# Start of AVAILABLE RECORDS
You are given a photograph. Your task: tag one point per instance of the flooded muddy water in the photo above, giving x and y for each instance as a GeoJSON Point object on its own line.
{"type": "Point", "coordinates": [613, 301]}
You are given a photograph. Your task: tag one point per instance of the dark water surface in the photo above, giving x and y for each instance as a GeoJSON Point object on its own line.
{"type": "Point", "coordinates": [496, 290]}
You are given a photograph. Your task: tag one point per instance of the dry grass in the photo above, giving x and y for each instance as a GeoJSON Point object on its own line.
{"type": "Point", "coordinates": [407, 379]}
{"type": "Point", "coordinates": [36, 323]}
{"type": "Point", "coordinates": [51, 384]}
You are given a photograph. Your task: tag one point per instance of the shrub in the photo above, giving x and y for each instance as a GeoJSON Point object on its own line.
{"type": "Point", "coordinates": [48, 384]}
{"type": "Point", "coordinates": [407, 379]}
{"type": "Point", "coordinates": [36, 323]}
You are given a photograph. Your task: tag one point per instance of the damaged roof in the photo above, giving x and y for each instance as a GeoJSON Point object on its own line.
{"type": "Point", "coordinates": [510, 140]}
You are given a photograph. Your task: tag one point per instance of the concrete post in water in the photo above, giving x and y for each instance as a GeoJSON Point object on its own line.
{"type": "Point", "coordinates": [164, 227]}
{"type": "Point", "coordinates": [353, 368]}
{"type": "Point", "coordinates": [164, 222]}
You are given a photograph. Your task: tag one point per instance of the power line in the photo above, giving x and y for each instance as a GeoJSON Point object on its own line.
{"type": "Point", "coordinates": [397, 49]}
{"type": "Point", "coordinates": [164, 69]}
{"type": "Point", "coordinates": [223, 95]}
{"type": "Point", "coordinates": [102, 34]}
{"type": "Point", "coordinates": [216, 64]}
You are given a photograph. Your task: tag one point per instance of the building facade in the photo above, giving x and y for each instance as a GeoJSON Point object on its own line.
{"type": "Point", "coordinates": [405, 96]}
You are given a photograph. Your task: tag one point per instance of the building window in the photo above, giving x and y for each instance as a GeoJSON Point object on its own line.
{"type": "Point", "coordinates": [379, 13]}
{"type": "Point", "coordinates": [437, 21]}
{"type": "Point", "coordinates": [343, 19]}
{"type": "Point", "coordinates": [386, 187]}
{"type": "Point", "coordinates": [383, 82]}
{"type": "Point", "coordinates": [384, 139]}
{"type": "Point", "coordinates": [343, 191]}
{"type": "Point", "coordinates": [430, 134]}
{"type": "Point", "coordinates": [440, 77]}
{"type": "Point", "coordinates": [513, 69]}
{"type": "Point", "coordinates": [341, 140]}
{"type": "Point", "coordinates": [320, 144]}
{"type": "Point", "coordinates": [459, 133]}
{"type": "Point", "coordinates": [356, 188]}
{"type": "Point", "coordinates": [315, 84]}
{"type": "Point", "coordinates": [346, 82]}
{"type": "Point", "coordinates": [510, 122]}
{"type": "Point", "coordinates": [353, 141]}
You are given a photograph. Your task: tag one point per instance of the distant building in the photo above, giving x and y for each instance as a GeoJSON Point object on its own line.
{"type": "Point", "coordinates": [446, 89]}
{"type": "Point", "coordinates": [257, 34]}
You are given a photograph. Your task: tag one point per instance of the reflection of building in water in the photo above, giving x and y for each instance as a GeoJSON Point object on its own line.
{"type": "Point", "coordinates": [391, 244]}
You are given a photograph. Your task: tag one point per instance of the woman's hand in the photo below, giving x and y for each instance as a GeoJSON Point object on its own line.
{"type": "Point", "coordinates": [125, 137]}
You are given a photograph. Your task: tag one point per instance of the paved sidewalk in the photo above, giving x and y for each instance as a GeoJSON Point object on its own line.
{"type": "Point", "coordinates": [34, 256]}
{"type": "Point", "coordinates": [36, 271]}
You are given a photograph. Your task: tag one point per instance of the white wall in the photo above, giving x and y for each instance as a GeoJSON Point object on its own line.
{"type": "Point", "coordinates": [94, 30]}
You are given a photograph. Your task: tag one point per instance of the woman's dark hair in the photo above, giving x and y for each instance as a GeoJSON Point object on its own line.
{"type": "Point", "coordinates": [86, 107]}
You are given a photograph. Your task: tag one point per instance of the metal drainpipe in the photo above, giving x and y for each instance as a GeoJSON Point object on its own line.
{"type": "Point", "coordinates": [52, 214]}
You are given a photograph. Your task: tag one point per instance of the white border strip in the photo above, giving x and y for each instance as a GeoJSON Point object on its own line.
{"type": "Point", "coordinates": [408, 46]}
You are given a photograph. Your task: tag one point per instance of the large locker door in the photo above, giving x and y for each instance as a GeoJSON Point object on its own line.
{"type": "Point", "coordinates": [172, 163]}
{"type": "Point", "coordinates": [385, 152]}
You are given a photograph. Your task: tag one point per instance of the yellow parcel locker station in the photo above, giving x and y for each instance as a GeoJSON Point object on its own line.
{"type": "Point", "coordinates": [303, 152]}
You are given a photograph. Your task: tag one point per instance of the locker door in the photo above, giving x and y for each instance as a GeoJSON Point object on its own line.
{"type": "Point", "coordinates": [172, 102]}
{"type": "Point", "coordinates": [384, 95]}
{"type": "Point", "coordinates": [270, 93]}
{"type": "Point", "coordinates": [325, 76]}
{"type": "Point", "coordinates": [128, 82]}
# End of AVAILABLE RECORDS
- [PROBLEM DETAILS]
Reproduce without alteration every line from the one containing "the white border" through the final line of the records, both included.

- [ANSWER TO THIS TASK]
You are given a photograph. Your task: tag one point per instance of the white border strip in the photo above, giving x and y for each instance as a GeoJSON Point object on its own line.
{"type": "Point", "coordinates": [408, 46]}
You are given a photograph. Your task: tag one point per instance of the large locker door in the photo above, giving x and y for each instance as a GeoJSON Point object on its own line.
{"type": "Point", "coordinates": [172, 163]}
{"type": "Point", "coordinates": [385, 152]}
You are given a photograph. Your task: tag one point per instance of the yellow parcel locker station in the photo above, giving x and y for each instance as a GeoJSON Point object on its own line.
{"type": "Point", "coordinates": [303, 152]}
You are given a photograph. Your task: tag one point per instance of the locker door in the photo above, giving x and y for each instance as a GeoJSON Point object on its own line.
{"type": "Point", "coordinates": [172, 102]}
{"type": "Point", "coordinates": [384, 95]}
{"type": "Point", "coordinates": [270, 93]}
{"type": "Point", "coordinates": [325, 76]}
{"type": "Point", "coordinates": [128, 82]}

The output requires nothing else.